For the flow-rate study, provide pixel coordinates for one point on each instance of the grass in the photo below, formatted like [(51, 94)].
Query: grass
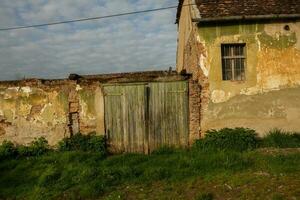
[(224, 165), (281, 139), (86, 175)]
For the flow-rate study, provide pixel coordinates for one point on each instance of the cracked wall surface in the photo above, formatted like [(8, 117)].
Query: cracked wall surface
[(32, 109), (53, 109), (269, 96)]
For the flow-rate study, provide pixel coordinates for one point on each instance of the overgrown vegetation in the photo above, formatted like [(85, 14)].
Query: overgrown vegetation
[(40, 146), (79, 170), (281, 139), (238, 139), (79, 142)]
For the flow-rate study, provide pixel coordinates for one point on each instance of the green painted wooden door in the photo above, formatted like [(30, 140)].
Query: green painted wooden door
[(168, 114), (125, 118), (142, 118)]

------------------------------------

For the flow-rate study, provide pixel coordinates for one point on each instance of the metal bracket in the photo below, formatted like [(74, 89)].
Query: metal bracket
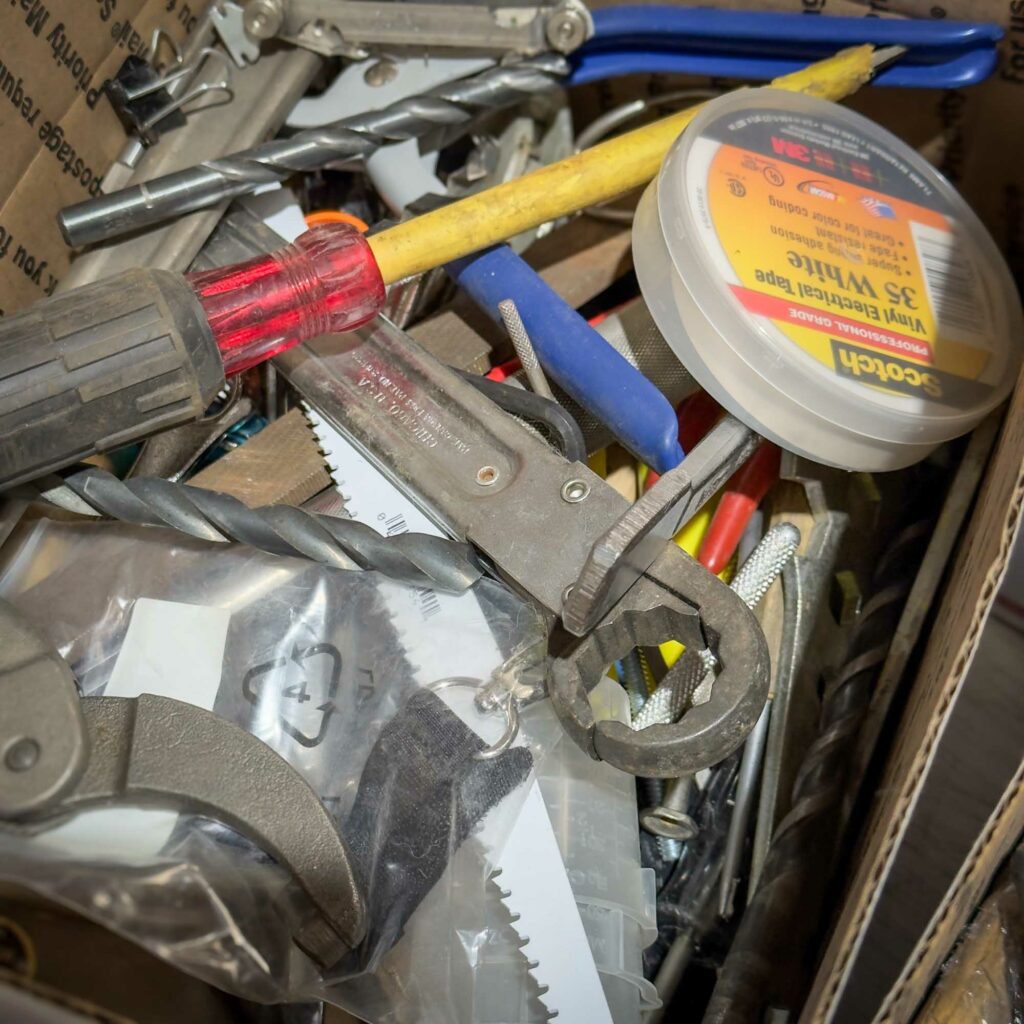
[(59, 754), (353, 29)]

------------------------------------

WRITTEN INSTRUCTION: Write the data as a two-column CSV with the headers input and output, beginning at the line that contains "like [(30, 140)]." and stopping after the line that contains "[(168, 114), (125, 118), (142, 118)]". Use one row per text-and-answer pair, with each value in a single quoted field and line breaks turned into spaces.

EXERCISE SOLUTION:
input,output
"For the flow-rate study, provide pixel coordinates for one point on each instance of the green painted wooden door in the photo above, formatted like [(30, 140)]. Query: green painted wooden door","[(168, 114), (125, 118), (142, 118)]"